Work to do: Return every line from the records below that contains the word "plate", and treat case as significant.

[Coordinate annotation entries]
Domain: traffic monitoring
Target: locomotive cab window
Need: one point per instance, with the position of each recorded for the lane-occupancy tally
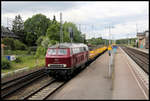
(52, 52)
(62, 51)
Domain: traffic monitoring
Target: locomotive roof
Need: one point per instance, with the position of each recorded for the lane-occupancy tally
(68, 45)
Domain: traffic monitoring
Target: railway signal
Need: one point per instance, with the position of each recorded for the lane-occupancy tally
(71, 33)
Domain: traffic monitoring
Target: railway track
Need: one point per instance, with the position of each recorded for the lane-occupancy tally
(141, 58)
(45, 91)
(42, 92)
(9, 87)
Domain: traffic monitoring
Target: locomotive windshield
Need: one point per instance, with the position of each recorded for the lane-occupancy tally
(62, 51)
(52, 52)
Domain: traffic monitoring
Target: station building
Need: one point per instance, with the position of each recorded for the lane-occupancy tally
(143, 39)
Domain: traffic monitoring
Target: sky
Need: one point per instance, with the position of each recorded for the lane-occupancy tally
(109, 20)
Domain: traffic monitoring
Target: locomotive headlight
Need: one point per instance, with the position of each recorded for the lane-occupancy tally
(49, 65)
(65, 65)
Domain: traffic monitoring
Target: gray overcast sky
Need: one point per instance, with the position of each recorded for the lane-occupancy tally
(94, 17)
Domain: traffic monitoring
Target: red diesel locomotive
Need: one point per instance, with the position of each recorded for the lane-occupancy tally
(63, 59)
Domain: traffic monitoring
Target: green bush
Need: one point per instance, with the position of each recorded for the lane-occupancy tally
(14, 44)
(18, 60)
(5, 64)
(19, 45)
(9, 42)
(29, 51)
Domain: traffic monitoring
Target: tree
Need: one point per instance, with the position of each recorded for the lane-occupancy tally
(53, 32)
(18, 28)
(77, 36)
(35, 27)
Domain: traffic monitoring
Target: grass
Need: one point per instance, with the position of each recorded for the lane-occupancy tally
(27, 61)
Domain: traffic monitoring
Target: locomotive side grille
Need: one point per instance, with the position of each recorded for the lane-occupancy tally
(56, 65)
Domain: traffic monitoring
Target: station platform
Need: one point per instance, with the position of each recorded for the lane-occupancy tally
(141, 49)
(94, 83)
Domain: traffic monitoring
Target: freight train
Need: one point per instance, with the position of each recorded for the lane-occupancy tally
(63, 59)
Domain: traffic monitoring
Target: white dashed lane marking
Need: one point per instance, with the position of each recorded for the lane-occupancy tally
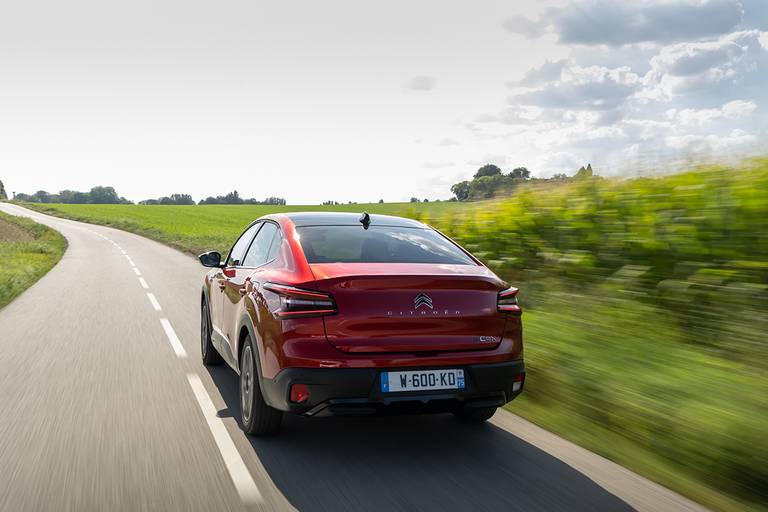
(244, 483)
(172, 338)
(153, 301)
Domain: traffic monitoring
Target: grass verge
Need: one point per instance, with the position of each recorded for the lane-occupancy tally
(646, 311)
(28, 250)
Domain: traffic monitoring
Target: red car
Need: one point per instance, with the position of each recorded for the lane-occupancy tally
(337, 313)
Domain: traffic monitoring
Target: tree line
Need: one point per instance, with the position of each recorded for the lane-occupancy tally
(97, 195)
(490, 181)
(108, 195)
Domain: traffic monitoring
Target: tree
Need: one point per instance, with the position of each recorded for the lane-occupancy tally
(487, 170)
(520, 173)
(484, 187)
(461, 190)
(233, 198)
(41, 196)
(104, 195)
(583, 173)
(181, 199)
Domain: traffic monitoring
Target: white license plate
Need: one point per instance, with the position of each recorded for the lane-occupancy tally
(421, 380)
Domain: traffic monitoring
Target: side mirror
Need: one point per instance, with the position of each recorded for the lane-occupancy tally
(210, 259)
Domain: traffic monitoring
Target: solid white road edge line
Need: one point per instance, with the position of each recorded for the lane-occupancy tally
(153, 301)
(171, 334)
(244, 483)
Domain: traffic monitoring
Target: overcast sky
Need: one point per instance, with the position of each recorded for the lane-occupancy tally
(350, 100)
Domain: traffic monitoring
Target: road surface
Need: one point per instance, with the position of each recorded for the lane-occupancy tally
(105, 405)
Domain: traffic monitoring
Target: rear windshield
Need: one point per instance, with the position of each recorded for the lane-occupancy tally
(378, 244)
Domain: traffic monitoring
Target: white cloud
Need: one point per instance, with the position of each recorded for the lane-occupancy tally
(699, 66)
(613, 23)
(583, 88)
(436, 164)
(732, 110)
(700, 144)
(421, 83)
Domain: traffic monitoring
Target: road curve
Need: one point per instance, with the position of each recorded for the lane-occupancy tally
(104, 405)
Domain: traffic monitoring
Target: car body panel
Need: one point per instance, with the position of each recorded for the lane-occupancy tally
(353, 338)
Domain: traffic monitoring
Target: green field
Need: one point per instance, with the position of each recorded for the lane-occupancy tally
(27, 251)
(646, 311)
(195, 229)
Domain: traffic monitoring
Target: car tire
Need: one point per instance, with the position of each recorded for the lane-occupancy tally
(210, 355)
(256, 417)
(480, 415)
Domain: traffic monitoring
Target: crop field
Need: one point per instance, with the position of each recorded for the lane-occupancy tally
(198, 228)
(646, 310)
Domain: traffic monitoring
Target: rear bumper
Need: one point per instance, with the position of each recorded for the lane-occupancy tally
(339, 391)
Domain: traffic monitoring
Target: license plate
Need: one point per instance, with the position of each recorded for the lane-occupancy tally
(421, 380)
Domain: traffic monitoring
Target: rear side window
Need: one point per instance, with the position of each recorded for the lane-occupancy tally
(257, 252)
(235, 258)
(378, 244)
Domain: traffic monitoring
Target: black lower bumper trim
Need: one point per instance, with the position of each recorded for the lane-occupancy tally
(355, 391)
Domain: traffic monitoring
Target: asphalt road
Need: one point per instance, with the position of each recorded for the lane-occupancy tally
(100, 410)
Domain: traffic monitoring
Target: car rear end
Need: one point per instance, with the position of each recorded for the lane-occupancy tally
(411, 323)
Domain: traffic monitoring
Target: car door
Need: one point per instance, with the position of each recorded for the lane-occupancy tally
(235, 290)
(234, 260)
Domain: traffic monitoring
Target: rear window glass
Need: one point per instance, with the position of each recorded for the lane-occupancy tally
(378, 244)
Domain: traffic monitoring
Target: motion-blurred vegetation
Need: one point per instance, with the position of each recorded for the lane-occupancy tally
(27, 251)
(647, 338)
(646, 310)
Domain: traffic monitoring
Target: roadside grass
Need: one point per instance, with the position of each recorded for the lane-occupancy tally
(28, 250)
(617, 377)
(646, 310)
(199, 228)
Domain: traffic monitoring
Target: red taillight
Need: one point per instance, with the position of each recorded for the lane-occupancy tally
(299, 393)
(300, 303)
(517, 383)
(507, 301)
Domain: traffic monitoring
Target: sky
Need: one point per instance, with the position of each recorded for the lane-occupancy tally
(361, 101)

Written answer:
Target: white license plate
Target: license plate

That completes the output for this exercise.